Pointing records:
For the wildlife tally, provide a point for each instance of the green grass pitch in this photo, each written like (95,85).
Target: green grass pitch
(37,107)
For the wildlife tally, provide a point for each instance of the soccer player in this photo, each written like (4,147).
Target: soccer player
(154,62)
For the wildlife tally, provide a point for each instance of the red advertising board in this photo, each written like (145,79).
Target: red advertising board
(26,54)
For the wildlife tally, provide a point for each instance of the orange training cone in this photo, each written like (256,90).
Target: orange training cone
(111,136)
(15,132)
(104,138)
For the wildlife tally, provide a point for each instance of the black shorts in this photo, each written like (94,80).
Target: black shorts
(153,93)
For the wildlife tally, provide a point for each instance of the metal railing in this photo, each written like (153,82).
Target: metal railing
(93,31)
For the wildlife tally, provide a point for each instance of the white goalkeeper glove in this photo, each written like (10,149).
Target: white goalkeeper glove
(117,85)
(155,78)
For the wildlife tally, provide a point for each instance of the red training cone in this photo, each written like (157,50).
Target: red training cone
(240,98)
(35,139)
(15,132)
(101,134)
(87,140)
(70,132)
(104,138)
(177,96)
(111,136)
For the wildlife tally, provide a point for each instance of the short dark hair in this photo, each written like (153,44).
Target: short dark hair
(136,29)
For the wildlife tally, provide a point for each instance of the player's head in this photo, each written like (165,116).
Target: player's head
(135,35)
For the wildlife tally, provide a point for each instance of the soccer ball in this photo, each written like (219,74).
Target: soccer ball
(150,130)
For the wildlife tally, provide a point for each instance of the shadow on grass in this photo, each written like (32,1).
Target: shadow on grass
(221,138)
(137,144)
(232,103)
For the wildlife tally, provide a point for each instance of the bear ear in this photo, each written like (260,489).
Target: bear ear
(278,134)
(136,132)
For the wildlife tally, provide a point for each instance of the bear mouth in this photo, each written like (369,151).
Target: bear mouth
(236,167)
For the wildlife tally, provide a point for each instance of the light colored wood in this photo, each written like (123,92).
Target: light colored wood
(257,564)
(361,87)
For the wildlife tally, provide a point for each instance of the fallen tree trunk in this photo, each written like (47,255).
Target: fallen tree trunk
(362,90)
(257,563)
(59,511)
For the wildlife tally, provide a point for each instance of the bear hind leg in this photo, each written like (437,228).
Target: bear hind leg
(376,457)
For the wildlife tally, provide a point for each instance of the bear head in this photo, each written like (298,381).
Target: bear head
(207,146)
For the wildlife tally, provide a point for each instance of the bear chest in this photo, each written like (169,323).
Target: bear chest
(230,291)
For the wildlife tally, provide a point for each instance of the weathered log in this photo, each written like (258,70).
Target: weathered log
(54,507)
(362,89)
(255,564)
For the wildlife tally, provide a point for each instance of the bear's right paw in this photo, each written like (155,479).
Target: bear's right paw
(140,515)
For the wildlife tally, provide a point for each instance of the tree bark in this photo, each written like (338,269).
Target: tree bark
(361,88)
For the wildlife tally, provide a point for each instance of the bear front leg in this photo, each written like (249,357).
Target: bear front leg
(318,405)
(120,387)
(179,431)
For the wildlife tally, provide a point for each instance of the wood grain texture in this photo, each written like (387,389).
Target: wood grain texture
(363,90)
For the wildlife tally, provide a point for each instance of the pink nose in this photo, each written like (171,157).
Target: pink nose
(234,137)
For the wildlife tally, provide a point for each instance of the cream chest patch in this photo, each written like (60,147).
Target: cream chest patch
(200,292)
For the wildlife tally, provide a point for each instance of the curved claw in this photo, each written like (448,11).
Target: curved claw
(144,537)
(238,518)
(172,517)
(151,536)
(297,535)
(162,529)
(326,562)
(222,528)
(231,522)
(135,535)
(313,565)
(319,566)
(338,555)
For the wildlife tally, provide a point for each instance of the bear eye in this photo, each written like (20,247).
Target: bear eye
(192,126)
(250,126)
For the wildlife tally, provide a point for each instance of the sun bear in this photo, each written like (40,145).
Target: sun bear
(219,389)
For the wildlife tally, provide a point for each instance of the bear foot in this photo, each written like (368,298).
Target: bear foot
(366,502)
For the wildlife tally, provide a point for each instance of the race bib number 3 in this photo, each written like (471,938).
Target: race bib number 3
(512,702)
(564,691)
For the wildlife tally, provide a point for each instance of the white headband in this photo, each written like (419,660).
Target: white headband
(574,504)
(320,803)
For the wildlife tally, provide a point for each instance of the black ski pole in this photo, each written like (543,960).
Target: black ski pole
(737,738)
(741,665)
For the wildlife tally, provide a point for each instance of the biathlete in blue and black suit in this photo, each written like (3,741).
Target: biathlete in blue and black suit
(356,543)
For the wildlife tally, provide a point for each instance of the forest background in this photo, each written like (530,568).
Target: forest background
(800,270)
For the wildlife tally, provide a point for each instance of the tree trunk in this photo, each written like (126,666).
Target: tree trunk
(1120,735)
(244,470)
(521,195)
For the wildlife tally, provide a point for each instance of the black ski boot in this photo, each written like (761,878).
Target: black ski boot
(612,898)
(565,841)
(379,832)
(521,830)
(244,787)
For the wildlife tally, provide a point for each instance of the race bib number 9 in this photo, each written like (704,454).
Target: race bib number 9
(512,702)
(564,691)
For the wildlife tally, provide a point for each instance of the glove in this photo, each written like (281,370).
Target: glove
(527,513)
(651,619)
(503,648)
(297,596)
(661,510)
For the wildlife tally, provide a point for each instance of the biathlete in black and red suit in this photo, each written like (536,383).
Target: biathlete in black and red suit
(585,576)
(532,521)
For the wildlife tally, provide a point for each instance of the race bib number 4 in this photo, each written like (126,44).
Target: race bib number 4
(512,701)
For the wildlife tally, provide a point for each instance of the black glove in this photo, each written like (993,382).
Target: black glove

* **What is required**:
Please reproduce all of the entries above word for word, keeping every line in its original order.

* **Exercise result**:
For the wildlife tally, provide a point for each instance of the green grass pitch in this photo, each written like (95,85).
Target: green grass pitch
(37,107)
For the wildlife tally, provide a point for each instance of the soccer player in this photo, each written like (4,147).
Target: soccer player
(154,62)
For the wildlife tally, provide a point for each instance of the red advertising board in this photo, each written like (145,79).
Target: red advertising board
(26,54)
For the wildlife tally, provide a point for each instance of the orange training cone in this photo, each written like (256,90).
Target: orange training cone
(111,136)
(15,132)
(104,138)
For the wildlife tally, provide a point for each instance of the black shorts in this photo, each written like (94,80).
Target: black shorts
(153,93)
For the wildlife tally, provide a point for each instance of the metal railing in this photo, each written like (153,82).
Target: metal railing
(93,31)
For the wildlife tally, provide a point for each instance of the white goalkeeper glove in this photo, each written like (10,149).
Target: white goalkeeper glove
(117,85)
(155,78)
For the wildlife tally, provide a point for each instance of the red training cone in this photo, each written like (157,50).
Target: red training cone
(240,98)
(35,139)
(15,132)
(101,134)
(87,140)
(70,132)
(104,138)
(177,96)
(111,136)
For the wildlife tally, provide a point for each instance of the short dark hair in this photo, each written like (153,44).
Target: short dark hair
(136,29)
For the wildlife tally, provide a point for each instance of the player's head in this photo, each written like (165,116).
Target: player's head
(135,35)
For the wildlife tally, provide a point for each instance of the soccer ball in this photo, each written like (219,74).
Target: soccer ball
(150,130)
For the wildlife tally, provide a point for each instance of the shadow on grass in this photo, each written like (32,1).
Target: shadow on grass
(221,138)
(137,144)
(232,103)
For the wildlife tally, provide a point for each instance of the bear ear in this photo, each written like (260,489).
Target: bear ear
(278,134)
(136,132)
For the wildlife tally, provide a point for each instance of the bear mouth in this photo, each written like (369,151).
Target: bear mouth
(236,167)
For the wildlife tally, provide a point for each instance of the light colored wood in this photo, each written like (123,92).
Target: light colored wood
(257,564)
(361,87)
For the wildlife tally, provide a point for each instance of the fallen tree trunk in this photo, each written like (47,255).
Target: fallen tree trunk
(362,90)
(257,563)
(59,511)
For the wildlife tally, provide a point for each instance of the bear hind leg in this photo, each written like (437,228).
Target: bear hind leg
(376,457)
For the wildlife tally, provide a point for each instance of the bear head in this photo, each written like (298,381).
Target: bear head
(207,146)
For the wildlife tally, provide a point for each instance of the bear chest in this photo, each written like (169,323).
Target: bear chest
(230,291)
For the wildlife tally, provide a point for each instance of the weathered log in this photo, each written like (258,70).
Target: weathered log
(54,507)
(362,89)
(255,564)
For the wildlife tally, provide a point for each instance of the bear's right paw in this photo, each written like (155,479).
Target: bear's right paw
(140,515)
For the wildlife tally, provide a point for each instance of the tree bark in this photo, each written like (338,269).
Target: tree bark
(361,88)
For the wildlife tally, provide a point for each instance of the bear front leg in this photo, each written like (249,357).
Target: bear front leg
(318,405)
(120,387)
(179,431)
For the wildlife tally, provide a point for each instance of the wood grain texture in this photo, each written like (387,389).
Target: wood grain texture
(363,90)
For the wildlife tally, provide a point for each instance of the pink nose in this photo, each written like (171,157).
Target: pink nose
(234,137)
For the wildlife tally, provide a point for each instance of the cream chest patch in this photo, each written like (60,147).
Target: cream chest patch
(200,292)
For the wildlife tally, provide a point for each instance of the curved claw in this photo, each written like (448,11).
Target: curved claw
(144,537)
(238,518)
(172,517)
(151,536)
(297,535)
(162,529)
(326,562)
(222,528)
(231,522)
(135,535)
(313,565)
(319,566)
(338,555)
For the wildlife tally, provide a point for each instance of the bear eye in this photo, each written like (20,247).
Target: bear eye
(192,126)
(250,126)
For the wildlife tally, provide a point for each instance of the sun bear in this photo, each written like (40,145).
Target: sun bear
(219,389)
For the wildlife tally, provide a point for each instance of the bear foot in this photo, each written like (368,298).
Target: bear foot
(366,502)
For the wildlife tally, provide a point for each instance of the race bib number 3 in this photo, each written like (471,938).
Target: race bib number 3
(512,702)
(564,691)
For the wildlife tally, provide a point for each instance of the white headband in this photo, each written like (419,660).
Target: white headband
(574,504)
(320,803)
For the wildlife tally, provide a point for each instance of the black ski pole in this photo, each written like (543,960).
Target: black ski pole
(737,738)
(741,665)
For the wildlife tally, provide a point for each instance of the biathlete in blue and black suit in this photo, each written like (3,741).
Target: biathlete in blue and black suit
(356,543)
For the wildlife tally, provide a point for each instance of the forest background in this photo, each written like (530,568).
Target: forest background
(800,270)
For the wildlife tally, provide a point for each instance of the tree trunk in this photo, each written like (126,666).
Target: tree trunk
(1120,735)
(244,470)
(521,195)
For the wildlife tally, provide a point for each instance of the black ski boot in this photo, each written like (761,878).
Target: black ski boot
(612,898)
(565,841)
(379,832)
(521,830)
(244,787)
For the wildlife tally, provide a point for each instance of the race bib number 9 in this photo, each written like (704,454).
Target: race bib number 9
(512,702)
(564,691)
For the wildlife tally, provide a point for each instance of the glove in this photo, each written like (281,370).
Target: glove
(527,513)
(651,619)
(503,648)
(297,596)
(661,510)
For the wildlife tally, provide a point for each instance of the biathlete in black and red suit in this photo, each written like (536,383).
Target: biathlete in black and red suit
(585,576)
(532,521)
For the wildlife tally, provide a point for each instance of the race bib number 4 in this photo, each written like (126,44).
Target: race bib number 4
(512,701)
For the wildlife tally, provide a point for each instance of the black glove in this photo, each written like (993,382).
Target: black glove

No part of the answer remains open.